▶ _PROBLEM_
Report every line in the items below that contains the word "pole", copying each such line in full. Matching is case-sensitive.

▶ _Coordinate annotation entries_
::::
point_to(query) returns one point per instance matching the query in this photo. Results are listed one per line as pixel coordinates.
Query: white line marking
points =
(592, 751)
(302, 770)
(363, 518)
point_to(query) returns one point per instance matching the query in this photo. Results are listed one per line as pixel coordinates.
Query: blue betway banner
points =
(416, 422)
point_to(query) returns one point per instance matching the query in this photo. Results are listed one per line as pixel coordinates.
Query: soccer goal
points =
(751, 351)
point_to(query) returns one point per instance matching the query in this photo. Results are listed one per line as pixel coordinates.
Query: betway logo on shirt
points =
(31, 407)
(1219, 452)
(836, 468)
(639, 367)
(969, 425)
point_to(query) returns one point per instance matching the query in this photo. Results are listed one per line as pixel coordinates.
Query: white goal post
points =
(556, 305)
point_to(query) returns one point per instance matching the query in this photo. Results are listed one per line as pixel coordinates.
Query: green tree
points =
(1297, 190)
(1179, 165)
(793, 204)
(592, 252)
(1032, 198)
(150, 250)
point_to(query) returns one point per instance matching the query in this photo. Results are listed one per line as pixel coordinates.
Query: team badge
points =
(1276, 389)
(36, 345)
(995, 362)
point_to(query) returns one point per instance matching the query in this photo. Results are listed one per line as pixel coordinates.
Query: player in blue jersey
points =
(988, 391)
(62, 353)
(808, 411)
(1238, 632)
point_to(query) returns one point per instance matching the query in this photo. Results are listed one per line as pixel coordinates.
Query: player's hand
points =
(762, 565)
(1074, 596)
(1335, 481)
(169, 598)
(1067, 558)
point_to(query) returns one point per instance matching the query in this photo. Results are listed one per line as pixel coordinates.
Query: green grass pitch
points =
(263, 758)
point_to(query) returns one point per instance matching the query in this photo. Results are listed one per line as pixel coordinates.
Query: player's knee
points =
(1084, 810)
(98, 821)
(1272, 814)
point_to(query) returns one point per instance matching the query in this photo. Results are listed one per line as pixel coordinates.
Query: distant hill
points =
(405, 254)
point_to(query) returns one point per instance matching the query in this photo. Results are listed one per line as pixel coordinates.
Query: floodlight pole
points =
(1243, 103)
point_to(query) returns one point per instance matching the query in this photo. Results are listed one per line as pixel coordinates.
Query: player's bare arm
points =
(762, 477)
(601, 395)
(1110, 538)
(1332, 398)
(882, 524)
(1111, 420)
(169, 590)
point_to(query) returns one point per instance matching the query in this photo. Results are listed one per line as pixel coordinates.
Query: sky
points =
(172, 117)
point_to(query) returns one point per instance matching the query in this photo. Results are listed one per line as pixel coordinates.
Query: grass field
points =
::::
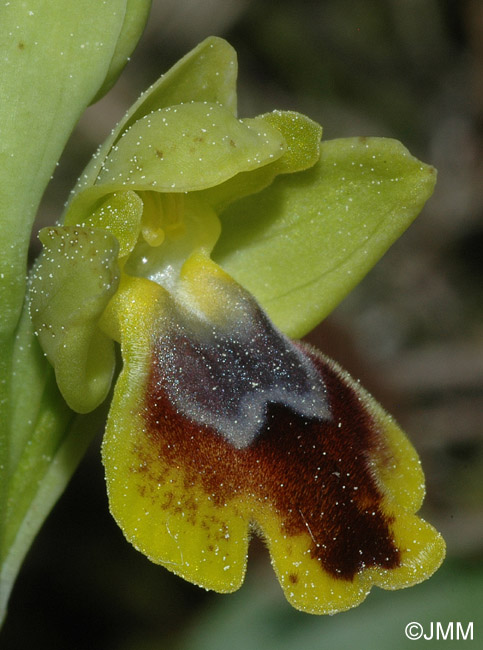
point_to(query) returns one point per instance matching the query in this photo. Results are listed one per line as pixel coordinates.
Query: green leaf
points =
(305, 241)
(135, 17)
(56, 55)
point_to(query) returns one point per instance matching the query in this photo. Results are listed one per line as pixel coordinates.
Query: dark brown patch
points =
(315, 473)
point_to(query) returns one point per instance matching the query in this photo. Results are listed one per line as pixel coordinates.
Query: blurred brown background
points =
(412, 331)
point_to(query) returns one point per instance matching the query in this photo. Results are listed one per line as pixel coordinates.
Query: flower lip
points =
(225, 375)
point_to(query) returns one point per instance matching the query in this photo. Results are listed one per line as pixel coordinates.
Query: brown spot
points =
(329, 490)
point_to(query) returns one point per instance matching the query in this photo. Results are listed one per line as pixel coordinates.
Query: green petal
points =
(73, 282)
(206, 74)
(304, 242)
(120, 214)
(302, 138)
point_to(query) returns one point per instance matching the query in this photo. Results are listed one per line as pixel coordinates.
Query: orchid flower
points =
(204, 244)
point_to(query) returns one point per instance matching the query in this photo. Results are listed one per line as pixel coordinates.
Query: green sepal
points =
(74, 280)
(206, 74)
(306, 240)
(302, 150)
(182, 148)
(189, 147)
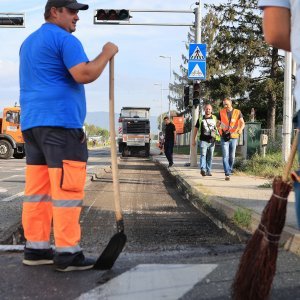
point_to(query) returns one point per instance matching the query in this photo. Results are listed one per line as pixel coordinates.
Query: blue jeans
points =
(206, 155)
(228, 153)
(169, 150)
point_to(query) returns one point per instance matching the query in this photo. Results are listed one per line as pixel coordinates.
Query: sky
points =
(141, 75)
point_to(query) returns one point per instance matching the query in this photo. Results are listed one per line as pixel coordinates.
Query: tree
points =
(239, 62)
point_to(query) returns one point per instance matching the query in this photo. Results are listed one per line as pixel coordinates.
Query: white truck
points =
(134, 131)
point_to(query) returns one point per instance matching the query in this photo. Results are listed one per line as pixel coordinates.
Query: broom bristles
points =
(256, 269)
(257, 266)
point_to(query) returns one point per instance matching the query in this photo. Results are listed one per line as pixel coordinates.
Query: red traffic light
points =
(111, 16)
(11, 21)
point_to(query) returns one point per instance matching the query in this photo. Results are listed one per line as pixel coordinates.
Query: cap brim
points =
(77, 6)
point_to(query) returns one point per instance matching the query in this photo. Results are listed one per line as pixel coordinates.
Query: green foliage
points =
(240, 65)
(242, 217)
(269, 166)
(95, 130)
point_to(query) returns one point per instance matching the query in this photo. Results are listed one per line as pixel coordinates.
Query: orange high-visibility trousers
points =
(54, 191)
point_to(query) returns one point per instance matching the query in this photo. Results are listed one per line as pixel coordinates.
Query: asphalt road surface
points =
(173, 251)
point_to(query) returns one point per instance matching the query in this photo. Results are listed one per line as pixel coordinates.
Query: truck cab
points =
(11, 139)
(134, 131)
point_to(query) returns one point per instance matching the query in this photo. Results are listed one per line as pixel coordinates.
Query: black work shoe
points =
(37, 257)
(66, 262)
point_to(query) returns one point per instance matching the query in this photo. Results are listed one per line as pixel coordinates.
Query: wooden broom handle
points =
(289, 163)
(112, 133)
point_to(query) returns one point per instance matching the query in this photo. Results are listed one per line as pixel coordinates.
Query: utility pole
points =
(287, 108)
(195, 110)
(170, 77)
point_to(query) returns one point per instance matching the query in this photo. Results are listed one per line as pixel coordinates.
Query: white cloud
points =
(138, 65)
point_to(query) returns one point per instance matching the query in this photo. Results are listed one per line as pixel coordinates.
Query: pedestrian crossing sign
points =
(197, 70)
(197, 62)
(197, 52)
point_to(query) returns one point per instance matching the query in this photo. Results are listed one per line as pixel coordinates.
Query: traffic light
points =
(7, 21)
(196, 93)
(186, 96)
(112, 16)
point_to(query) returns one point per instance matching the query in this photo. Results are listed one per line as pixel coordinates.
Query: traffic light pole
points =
::::
▶ _RESPONSE_
Query: floodlight pole
Query: utility pole
Query: traffic light pole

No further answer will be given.